* Problem requirements *
Could you write out all of the data again, word for word?

(Source records)
***
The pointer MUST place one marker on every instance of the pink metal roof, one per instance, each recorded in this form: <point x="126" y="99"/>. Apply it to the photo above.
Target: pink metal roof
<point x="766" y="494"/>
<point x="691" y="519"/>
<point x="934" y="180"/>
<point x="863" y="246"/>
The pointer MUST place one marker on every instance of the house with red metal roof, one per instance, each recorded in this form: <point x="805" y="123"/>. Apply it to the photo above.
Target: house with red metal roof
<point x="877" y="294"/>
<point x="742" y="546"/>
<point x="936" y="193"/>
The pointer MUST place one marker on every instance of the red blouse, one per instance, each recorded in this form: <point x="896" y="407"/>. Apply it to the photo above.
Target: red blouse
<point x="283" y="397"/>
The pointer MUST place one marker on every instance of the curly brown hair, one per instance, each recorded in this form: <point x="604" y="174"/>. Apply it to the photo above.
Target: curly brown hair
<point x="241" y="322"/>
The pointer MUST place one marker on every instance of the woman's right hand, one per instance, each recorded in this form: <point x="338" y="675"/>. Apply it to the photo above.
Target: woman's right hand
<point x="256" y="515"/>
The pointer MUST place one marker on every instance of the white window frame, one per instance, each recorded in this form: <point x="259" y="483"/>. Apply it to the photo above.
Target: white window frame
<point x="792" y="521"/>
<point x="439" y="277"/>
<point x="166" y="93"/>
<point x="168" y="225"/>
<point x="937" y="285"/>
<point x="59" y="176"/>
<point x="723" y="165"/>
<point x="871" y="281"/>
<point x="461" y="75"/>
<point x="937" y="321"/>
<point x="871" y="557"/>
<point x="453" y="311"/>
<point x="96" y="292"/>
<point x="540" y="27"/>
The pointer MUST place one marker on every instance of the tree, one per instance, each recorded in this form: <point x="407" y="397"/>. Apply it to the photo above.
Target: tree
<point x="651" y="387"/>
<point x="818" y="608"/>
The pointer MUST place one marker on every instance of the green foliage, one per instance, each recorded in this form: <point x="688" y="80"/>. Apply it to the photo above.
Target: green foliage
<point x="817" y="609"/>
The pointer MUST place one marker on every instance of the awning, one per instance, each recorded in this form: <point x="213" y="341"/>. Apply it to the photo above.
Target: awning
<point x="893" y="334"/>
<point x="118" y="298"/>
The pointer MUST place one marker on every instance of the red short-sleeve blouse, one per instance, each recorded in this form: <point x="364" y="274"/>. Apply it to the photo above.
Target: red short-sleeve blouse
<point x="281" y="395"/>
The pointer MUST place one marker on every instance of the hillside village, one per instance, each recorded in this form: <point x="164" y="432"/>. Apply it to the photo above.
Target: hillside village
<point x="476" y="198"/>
***
* Task output *
The pointer MUST place one marker on every instance of the pink metal roof, one per instance, each recorded in this form: <point x="126" y="99"/>. Apply it to the photo above.
Target: pink metal roof
<point x="766" y="494"/>
<point x="691" y="519"/>
<point x="934" y="180"/>
<point x="863" y="246"/>
The pointer MUST place one marker on every instance of the house with red metal roof, one per instance, each recorded in this form: <point x="805" y="123"/>. Apply it to the photo above.
Target: house with red metal roof
<point x="877" y="294"/>
<point x="742" y="546"/>
<point x="936" y="193"/>
The pointer MUST place one marker on every instance of the red blouse, one per instance, each recorded in this form: <point x="896" y="407"/>. Apply it to the photo above.
Target: red blouse
<point x="283" y="397"/>
The pointer MUST place one marker on every instance of the curly brown hair, one per instance, each recorded in this form: <point x="604" y="174"/>. Apply it to the photo above.
Target: curly brown hair
<point x="241" y="322"/>
The pointer MUST place one marker on every instance of the woman's right hand, one per instance, each recorded in this form: <point x="338" y="675"/>. Apply it to the photo above.
Target: woman's right hand
<point x="256" y="515"/>
The pointer MUST place one marker on every instance of the white window frame, one per instance, each recorded in this form: <point x="259" y="483"/>. Apply it to the photo above.
Target: white window frame
<point x="792" y="521"/>
<point x="439" y="277"/>
<point x="166" y="93"/>
<point x="168" y="225"/>
<point x="937" y="285"/>
<point x="59" y="176"/>
<point x="723" y="165"/>
<point x="871" y="281"/>
<point x="461" y="75"/>
<point x="937" y="321"/>
<point x="871" y="557"/>
<point x="453" y="311"/>
<point x="96" y="292"/>
<point x="540" y="27"/>
The pointer MUST place one marker on every instance of the tree, one per instance, each recorded in this form: <point x="407" y="397"/>. Apply it to the photo above.
Target: tree
<point x="651" y="387"/>
<point x="818" y="608"/>
The pointer MUST place one marker on every instance of the green foliage, one per instance, each recorded in this form: <point x="688" y="80"/>. Apply it to the photo above.
Target: green foliage
<point x="817" y="609"/>
The pointer MUST place one marker on every instance of the awning, one per instance, each recorded in this form: <point x="213" y="341"/>. Apply it to the photo above.
Target: awning
<point x="893" y="334"/>
<point x="118" y="298"/>
The pointer MUST place one marker on every instance of the red short-sleeve blouse, one per instance, each recorded in this form: <point x="364" y="274"/>. Apply it to the photo above.
Target: red short-sleeve blouse
<point x="281" y="395"/>
The pointer MUST place one marker on every instance of the hillside village, one per instance, each recorded in this form: <point x="164" y="432"/>. Apply it to the photo above.
Target: hillside village
<point x="476" y="198"/>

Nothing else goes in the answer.